▶ **TASK**: For the entries that follow, restate word for word the line containing "Query: horizontal metal bar", the line containing "Reviewer note: every instance of the blue collar", and every line that lies between them.

▶ **PROVIDED RECORDS**:
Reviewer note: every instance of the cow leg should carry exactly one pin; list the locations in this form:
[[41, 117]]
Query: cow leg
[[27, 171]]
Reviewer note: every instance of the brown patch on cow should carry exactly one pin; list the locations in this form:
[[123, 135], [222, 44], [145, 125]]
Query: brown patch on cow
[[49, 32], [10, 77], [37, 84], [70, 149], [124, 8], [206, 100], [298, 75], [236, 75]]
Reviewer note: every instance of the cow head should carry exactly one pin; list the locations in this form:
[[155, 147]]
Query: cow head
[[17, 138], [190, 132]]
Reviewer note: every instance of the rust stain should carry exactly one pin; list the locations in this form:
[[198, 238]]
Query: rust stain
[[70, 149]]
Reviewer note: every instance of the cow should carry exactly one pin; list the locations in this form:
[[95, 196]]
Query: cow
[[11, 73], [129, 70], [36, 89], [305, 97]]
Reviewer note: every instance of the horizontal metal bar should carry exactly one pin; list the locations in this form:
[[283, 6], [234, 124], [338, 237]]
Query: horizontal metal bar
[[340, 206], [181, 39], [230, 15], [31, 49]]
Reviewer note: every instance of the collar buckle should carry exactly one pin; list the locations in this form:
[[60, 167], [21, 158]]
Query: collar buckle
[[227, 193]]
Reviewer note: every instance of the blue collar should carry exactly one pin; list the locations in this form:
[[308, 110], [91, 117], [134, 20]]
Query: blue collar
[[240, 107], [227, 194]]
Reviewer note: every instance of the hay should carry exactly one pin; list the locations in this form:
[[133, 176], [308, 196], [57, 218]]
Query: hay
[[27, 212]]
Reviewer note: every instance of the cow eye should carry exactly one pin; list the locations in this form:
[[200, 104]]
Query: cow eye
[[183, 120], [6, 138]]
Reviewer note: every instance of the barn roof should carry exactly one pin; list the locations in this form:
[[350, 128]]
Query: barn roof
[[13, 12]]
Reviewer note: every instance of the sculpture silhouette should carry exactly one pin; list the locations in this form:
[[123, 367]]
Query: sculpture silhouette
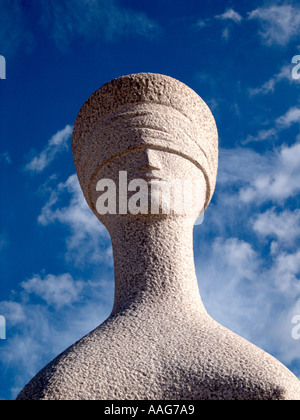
[[159, 342]]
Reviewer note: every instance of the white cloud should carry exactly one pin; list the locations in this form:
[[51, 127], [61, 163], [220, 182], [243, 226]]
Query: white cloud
[[5, 157], [88, 240], [57, 291], [279, 24], [262, 135], [90, 19], [57, 144], [281, 183], [291, 117], [232, 15], [14, 30], [269, 86], [283, 226], [36, 333]]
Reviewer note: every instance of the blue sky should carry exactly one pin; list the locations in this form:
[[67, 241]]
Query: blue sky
[[55, 257]]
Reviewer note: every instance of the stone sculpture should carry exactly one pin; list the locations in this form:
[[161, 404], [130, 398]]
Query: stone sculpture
[[159, 342]]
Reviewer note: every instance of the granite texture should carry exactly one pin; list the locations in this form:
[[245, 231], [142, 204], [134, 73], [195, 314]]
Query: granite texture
[[159, 342]]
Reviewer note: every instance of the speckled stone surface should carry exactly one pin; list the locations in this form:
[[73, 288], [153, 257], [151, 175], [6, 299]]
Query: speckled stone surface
[[159, 342]]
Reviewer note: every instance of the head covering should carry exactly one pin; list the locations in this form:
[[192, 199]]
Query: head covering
[[144, 109]]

▶ **FINISHED TASK**:
Query: horizontal metal bar
[[340, 206], [181, 39], [230, 15], [31, 49]]
Reviewer note: every instance of the collar buckle should carry exactly one pin; list the locations in this form:
[[60, 167], [21, 158]]
Query: collar buckle
[[227, 193]]
Reviewer note: every instance of the blue collar should carry exactly one pin; list the locations in this form:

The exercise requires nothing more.